Retype the stretch of the Jeffrey Sachs interview from "Economist Jeffrey Sachs, Columbia" through "out of poverty?", word for word.

▶ [Extract to read]
--- --- ---

Jeffrey Sachs on Beating Global Poverty

The Colombia economist says it can be done with little investing.


Economist Jeffrey Sachs, Columbia University's current rock star-cum-academic, has mastered the art of being audacious in a pleasantly reasoned sort of way. In his new book, Common Wealth: Economics for a Crowded Planet, he posits that global poverty, plus a host of other ills, can be conquered for a cost that amounts to pocket change for rich-world nations. The price tag, either shamefully low or totally unrealistic, prompts the question, "If we can, why haven't we?" Excerpts of a chat with Sachs:

How do you pull a country out of poverty?
The trick is to think technologically. People are poor because they lack productivity. They lack productivity because they don't have the tools to become more productive. Those tools include the basic inputs to raise farm yields above subsistence levels. For urban centers, it means broadband, electricity, and working ports. My concern is for the places that need the tools and simply can't pay for them. They're trapped. Those places are where we should give targeted help.

How much would that really cost?

--- --- ---

[Records excerpted from a collection]
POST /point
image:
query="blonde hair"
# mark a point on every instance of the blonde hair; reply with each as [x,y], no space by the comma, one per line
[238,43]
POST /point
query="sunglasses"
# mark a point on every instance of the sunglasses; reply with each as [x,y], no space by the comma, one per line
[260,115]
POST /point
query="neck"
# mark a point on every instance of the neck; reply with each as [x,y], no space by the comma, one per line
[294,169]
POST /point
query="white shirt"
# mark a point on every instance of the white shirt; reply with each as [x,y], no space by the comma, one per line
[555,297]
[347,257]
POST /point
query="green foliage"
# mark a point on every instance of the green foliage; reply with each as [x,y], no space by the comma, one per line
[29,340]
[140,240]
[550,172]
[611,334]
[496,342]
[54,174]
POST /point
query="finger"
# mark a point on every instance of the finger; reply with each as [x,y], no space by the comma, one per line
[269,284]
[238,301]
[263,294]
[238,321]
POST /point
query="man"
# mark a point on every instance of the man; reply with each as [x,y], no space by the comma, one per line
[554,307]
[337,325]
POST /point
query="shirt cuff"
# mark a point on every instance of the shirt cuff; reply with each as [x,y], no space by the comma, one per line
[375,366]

--- --- ---

▶ [Worked solution]
Economist Jeffrey Sachs, Columbia University's current rock star-cum-academic, has mastered the art of being audacious in a pleasantly reasoned sort of way. In his new book, Common Wealth: Economics for a Crowded Planet, he posits that global poverty, plus a host of other ills, can be conquered for a cost that amounts to pocket change for rich-world nations. The price tag, either shamefully low or totally unrealistic, prompts the question, "If we can, why haven't we?" Excerpts of a chat with Sachs:

How do you pull a country out of poverty?